Written task - Copy out the entries exactly, from the first line to the last.

**** Data rows ****

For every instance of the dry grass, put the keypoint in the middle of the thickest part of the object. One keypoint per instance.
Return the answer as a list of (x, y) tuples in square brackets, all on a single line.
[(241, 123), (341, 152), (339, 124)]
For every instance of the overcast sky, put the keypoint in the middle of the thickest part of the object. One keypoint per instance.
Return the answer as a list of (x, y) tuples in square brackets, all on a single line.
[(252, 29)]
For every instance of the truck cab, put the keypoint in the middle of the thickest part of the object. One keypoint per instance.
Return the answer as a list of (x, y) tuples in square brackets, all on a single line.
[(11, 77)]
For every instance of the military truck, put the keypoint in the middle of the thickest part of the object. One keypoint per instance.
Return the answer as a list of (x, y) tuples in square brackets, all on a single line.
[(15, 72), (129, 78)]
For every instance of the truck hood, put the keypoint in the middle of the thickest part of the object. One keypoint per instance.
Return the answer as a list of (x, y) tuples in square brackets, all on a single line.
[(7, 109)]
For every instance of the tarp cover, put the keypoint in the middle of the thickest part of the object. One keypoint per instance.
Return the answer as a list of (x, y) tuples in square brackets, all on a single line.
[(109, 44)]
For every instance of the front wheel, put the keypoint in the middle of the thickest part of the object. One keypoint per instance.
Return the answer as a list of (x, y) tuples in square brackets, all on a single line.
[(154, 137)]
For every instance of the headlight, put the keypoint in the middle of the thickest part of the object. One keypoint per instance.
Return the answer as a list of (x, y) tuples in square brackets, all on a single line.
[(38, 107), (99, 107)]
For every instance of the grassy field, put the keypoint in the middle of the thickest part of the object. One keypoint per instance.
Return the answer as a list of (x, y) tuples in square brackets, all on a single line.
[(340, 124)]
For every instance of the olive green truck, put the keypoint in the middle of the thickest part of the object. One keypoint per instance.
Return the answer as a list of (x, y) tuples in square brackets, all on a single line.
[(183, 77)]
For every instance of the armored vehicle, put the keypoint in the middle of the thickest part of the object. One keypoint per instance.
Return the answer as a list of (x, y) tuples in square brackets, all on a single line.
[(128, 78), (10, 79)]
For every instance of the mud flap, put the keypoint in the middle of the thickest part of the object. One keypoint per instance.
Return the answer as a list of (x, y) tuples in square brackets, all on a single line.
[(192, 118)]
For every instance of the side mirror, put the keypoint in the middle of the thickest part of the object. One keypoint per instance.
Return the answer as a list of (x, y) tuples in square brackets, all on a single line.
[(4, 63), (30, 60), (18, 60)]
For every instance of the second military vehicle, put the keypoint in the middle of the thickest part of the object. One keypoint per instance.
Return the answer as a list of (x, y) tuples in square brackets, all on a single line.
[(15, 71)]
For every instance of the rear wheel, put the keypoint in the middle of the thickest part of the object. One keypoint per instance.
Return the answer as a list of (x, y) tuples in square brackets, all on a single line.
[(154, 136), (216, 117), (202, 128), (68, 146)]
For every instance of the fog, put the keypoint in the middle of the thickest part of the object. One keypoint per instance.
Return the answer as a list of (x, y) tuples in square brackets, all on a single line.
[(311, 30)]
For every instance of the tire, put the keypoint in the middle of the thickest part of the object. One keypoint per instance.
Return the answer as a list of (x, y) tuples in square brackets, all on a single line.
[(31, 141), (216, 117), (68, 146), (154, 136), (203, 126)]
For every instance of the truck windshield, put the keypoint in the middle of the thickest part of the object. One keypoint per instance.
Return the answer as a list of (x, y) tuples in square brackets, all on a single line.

****

Solution for this problem -
For every instance of the dry grass, put the keypoint in the middle of the thickest part of the object. One keypoint per instance.
Return the answer as a list of (x, y) tuples in square brackets, all on a single line.
[(241, 123), (341, 152), (339, 124)]
For every instance of the overcast sky, put the keypoint in the middle of the thickest part of the object. One keypoint per instance.
Return the answer as a list of (x, y) tuples in square brackets, all on a single line.
[(252, 29)]
For every instance of the truck cab, put the keypoint in the middle of the thickest part of the object. One keypoint per instance.
Return the answer as a list of (x, y) tuples in square brackets, all on a single line.
[(11, 77)]
For every instance of the military truck, put the keypoint in the middle of the thickest part of the object. One keypoint per instance.
Return the answer as a list of (x, y) tuples in square brackets, all on a single line.
[(15, 72), (129, 78)]
For every instance of the truck hood, put the keypoint in the middle of the thickest part of the object. One keypoint per instance.
Return the answer as a list of (x, y) tuples in square brackets, all on a single line.
[(7, 109)]
For every instance of the tarp cover, put the keypoint in the middle of the thickest part of the object. One keypoint per instance.
Return the answer as a list of (x, y) tuples in square brackets, all on a single line.
[(109, 44)]
For every instance of the front wheel, put the keypoint in the middle of the thickest part of the object. One keypoint per instance.
Return the answer as a list of (x, y) tuples in square brackets, all on a single line.
[(154, 137)]
For every instance of the headlight, put the keypoint in the middle of the thickest part of the object. One keypoint per instance.
Return the answer as a list of (x, y) tuples in square brackets, all on a single line.
[(38, 107), (99, 107)]
For every instance of the grassy field, put the keypoint in the middle of the thickest part of the object. One keypoint per instance.
Return the answer as a list of (x, y) tuples in square brackets, all on a single line.
[(340, 124)]
For every instance of the olive green truck, put the keypoint in the middle of the thickest part of the object. One keypoint per instance.
Return the answer as a list of (x, y) tuples in square brackets, all on a single line.
[(183, 77)]
For every instance of the armored vehicle, put the keypoint in the middle of the thickest part of the object. One keypoint per instance.
Return the answer as a list of (x, y) tuples in square brackets, all on a single line.
[(128, 78), (10, 79)]
For every instance of the mud flap, put the keypoint in the middle of the thickest part of the object. One keypoint per instance.
Return the answer as a list of (x, y) tuples in square brackets, all on a single line.
[(192, 118)]
For every instance of the side mirror, put the keypoint in the middle of the thickest part of the object. One keypoint per instance.
Return the answer as a list of (x, y) tuples in square brackets, all on a single line.
[(4, 63), (30, 60), (18, 60)]
For every instance of the second military vehicle, put the keypoint in the middle of the thickest part of the object. One keypoint per instance.
Return the answer as a list of (x, y) tuples in square brackets, all on a single line.
[(15, 71)]
For every instance of the rear wheel, put the keypoint in the middle of the thickest part of the object. One keypoint per instance.
Return the answer as a list of (x, y) tuples in square brackets, all on a single line.
[(154, 136), (216, 117), (202, 128), (68, 146)]
For every instance of the fog, put the keypoint in the middle of the thickest part of the object. One keypoint per instance.
Return the answer as a list of (x, y) tuples in square brackets, all on a single line.
[(311, 30)]
For every instance of the tire, put the keypoint in the middle of the thickest part of the object. One keypoint per instance.
Return the answer as a list of (x, y) tuples in square brackets, all on a single line.
[(31, 141), (216, 117), (68, 146), (154, 136), (203, 126)]
For every instance of the truck windshield, put the keypoint in the middle of the thickest part of the object. One keypoint per instance.
Return the answer as a list of (x, y) tuples in square brackets, all on a single line.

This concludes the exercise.